## BEGIN Data to use

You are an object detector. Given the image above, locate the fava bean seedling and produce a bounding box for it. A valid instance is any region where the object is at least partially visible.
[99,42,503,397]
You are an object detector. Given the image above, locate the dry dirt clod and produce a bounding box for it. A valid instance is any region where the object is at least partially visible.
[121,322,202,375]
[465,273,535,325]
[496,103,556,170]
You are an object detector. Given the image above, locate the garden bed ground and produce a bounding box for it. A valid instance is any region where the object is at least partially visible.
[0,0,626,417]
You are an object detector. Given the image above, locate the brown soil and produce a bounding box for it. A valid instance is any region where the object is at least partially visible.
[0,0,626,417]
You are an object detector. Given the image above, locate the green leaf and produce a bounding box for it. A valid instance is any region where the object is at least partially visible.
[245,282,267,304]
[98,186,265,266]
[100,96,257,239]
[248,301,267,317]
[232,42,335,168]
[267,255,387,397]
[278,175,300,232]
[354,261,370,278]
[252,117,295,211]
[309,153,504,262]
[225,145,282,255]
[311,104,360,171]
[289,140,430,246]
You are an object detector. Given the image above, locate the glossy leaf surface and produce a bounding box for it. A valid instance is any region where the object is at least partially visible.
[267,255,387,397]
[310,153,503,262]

## END Data to use

Write out every one of the records above again in full, requests included, and shift each bounding box coordinate in the answers by adding -53 to it.

Task output:
You are an object detector. Given the image above, locate the fava bean seedling and produce a bounding box for it. A valid instance is any region where the object is at least partially visible.
[46,-11,450,344]
You are an object detector. Given the image above, locate the dry dirt clod and produce a bounding box for it. A valid instance is any region where the object is at least partially visible.
[68,269,149,322]
[412,220,482,272]
[443,50,503,117]
You are an object detector. Given the image above, locate the garden bed ground and produce a bounding box for it. A valid instance is any region where the object is at least partially visible.
[-53,-53,573,364]
You are an object detector. Given the image above, locate the brown soil and produce a bounding box for it. A valid instance is any region where the object is at least partially visible.
[-53,-53,573,364]
You are an object detector. Given the image above, locate the green leaf and produce a bounding box for it. A valid instance is any region where the object is at least partially visible.
[192,229,214,251]
[45,133,212,213]
[47,43,204,186]
[195,248,214,264]
[179,-11,282,115]
[214,202,334,344]
[225,122,247,179]
[301,208,317,225]
[199,64,242,158]
[256,100,451,209]
[172,92,229,202]
[258,51,307,118]
[236,87,377,193]
You are an object detector. Given the image above, locate the glossy leaf surface and produce a bounding box for it. A valid instance is any region where the object is at least partially visible.
[214,202,334,344]
[257,100,450,209]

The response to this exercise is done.